### What is asked:
Print the entries below word for word; the pictures stay out of your copy.

### Record excerpts:
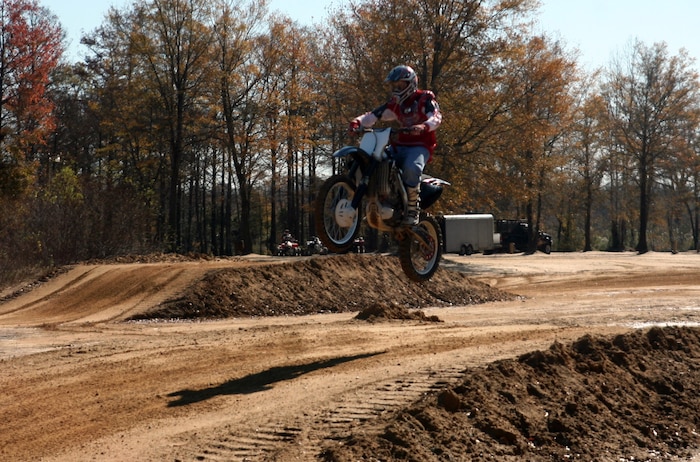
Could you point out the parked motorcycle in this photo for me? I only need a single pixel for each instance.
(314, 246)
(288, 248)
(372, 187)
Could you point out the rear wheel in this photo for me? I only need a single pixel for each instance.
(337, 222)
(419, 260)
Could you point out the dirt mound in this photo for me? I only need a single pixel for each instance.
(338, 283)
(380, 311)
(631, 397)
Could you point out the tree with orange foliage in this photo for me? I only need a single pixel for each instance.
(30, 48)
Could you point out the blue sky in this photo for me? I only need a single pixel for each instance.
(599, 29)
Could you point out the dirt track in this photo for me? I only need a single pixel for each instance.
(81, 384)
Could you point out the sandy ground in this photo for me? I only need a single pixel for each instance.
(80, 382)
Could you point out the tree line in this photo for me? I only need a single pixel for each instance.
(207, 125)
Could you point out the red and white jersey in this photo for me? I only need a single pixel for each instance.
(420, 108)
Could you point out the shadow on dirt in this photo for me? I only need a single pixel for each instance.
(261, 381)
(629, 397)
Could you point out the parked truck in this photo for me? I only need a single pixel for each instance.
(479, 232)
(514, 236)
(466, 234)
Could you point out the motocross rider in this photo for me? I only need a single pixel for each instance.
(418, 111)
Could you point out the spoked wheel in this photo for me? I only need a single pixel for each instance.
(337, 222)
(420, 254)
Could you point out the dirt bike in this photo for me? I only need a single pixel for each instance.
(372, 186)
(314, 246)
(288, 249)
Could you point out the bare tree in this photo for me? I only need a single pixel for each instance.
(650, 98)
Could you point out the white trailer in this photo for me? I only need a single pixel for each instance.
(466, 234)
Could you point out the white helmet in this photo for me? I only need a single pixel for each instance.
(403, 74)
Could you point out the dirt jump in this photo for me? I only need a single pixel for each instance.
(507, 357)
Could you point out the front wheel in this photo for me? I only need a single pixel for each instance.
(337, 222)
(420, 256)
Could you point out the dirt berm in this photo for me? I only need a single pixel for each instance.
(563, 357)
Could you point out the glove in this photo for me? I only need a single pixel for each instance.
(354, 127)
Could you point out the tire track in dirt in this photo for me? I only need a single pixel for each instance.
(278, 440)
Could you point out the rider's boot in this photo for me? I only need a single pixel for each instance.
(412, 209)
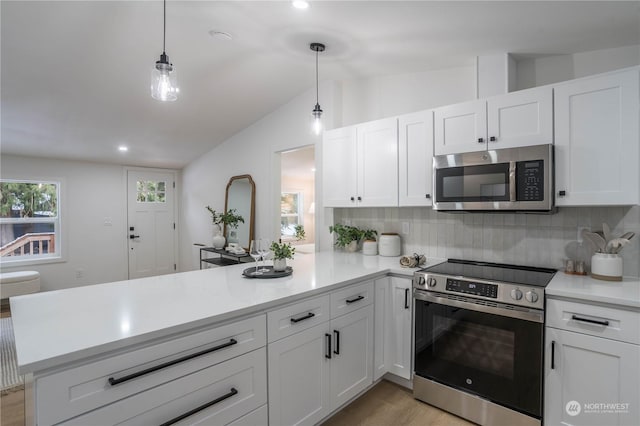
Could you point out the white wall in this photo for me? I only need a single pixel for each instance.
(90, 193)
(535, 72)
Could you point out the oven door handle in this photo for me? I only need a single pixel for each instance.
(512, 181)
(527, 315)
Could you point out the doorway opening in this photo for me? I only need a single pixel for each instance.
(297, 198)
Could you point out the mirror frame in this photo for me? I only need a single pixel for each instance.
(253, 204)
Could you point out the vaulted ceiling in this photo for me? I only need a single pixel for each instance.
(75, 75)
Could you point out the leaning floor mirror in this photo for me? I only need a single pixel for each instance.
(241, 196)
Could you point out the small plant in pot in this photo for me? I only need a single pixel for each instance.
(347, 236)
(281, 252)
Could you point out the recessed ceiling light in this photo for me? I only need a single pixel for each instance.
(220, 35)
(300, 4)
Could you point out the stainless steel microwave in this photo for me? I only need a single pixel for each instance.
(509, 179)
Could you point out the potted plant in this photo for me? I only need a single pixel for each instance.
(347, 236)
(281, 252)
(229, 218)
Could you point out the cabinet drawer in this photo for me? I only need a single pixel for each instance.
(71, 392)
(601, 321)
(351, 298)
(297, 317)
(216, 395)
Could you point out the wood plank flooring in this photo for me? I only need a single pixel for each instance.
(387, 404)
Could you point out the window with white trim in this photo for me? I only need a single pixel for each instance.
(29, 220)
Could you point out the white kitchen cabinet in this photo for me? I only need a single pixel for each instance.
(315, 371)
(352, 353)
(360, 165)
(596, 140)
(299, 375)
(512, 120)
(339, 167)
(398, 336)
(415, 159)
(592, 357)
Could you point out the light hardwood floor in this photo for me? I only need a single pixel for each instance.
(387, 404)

### Task response:
Could you point out the parked motorcycle in this photo for me? I only need a single pixel for each instance.
(314, 246)
(288, 248)
(372, 187)
Could you point out the rear wheel in this photo for me? I only need a single pixel for each instance.
(337, 222)
(419, 260)
Could you point out the dirt mound in this photo for me? I only need a single pixel for each instance.
(338, 283)
(380, 311)
(631, 397)
Could you point out the tree with orange foliage in this photo for me? I only need a single pixel for each instance.
(30, 48)
Could you point out the blue sky in this photo for me? I only need a single pixel for each instance.
(599, 29)
Could you point out the dirt track in this photo for me? I only need a single pixel for each instance.
(81, 384)
Could you point out the sandy ground in this photo for me? I only need a single pixel for each instance.
(80, 382)
Could you point out the tree line in this photo for me? I only need a single pixel for each instance.
(207, 125)
Could you point out the red and white jersey in this photo for me? I only need a single pixel for each instance.
(420, 108)
Could you point out the shadow on dirt in this photo for me? I only need a single pixel for each instance.
(261, 381)
(629, 397)
Could you point out the parked truck in this photo for me? I only need a single pixel for each instance.
(479, 232)
(514, 236)
(466, 234)
Could you point out the motocross rider in this photo for me? I only need a single pixel for each instance.
(418, 111)
Could you point out the spoked wheel in this photo for me? I only need a single pixel for each instance.
(337, 222)
(420, 254)
Could you point out the dirt bike in this photo for me? I only need a single pixel for each instance.
(372, 186)
(314, 246)
(288, 249)
Could you point out the bare tree in this photo for me? I only need a single pixel for each instance.
(650, 98)
Could you point out the white trailer in this photo for me? I only need a single pixel for each instance.
(466, 234)
Could you point out the white helmet in this photo for me? I only need a single pixel for each instance.
(403, 74)
Could you point out the dirt jump in this photo for me? I only need a single pixel for each instance.
(507, 357)
Could you point out the front wheel in this photo for me? I only need a single pixel for each instance.
(337, 222)
(420, 256)
Could you point out the dirt berm in this photo for me? I only need a single pixel for each instance.
(563, 357)
Could you point out the glove in this photo for me? I only need a single pixel for each instance.
(354, 127)
Could you point out the tire track in dirt in this photo for me? I only need a single pixel for each instance.
(278, 440)
Could you point out the rider's boot in this photo for me? I only need a single pixel for each instance.
(412, 209)
Could you point out the white wall in this photo for me? I only need a single pixel for each instance.
(90, 193)
(535, 72)
Could you point out the oven door handle in this photo for me? I only need a single pixel for each instance.
(512, 181)
(527, 315)
Could you point out the doorway opening in this photo for me? I only need a single pixel for each instance.
(297, 198)
Could you point out the mirror frame in this photo for me? I only need a single pixel for each instance.
(253, 204)
Could you point out the vaulted ceiling in this photo for me? I only need a single pixel for each instance.
(75, 75)
Could you point out the leaning floor mirror in this photo for me? I only need a single pixel for each instance.
(241, 196)
Could you point out the small plant in pot in this photo for me? I only need a single pixel for each instance.
(347, 236)
(281, 252)
Could you point out the recessed ceiling light in this photo for me? I only need a single pixel for each instance.
(220, 35)
(300, 4)
Could you point out the stainless steel microwave in this photo for me? I only need a single pixel for each instance.
(509, 179)
Could you point out the potted plant in this photo for me? I only need a single pixel for each instance.
(347, 236)
(281, 252)
(229, 218)
Could you point out the cabinet drawer in this photo for me? I only need a single pixel for each instance.
(71, 392)
(601, 321)
(351, 298)
(297, 317)
(216, 395)
Could you point out the wood plank flooring in this photo for me? I only need a single pixel for each instance.
(387, 404)
Could you point out the window with white trim in this photo for me? I only need a single pixel for each instance.
(29, 220)
Could you point out the white kitchen cabinet in this photo for me? I only need a single pixel for each instance.
(315, 371)
(352, 353)
(360, 165)
(596, 140)
(299, 375)
(512, 120)
(339, 167)
(398, 336)
(415, 159)
(592, 357)
Could you point out the light hardwood floor in this photo for me? I only need a single pixel for each instance.
(387, 404)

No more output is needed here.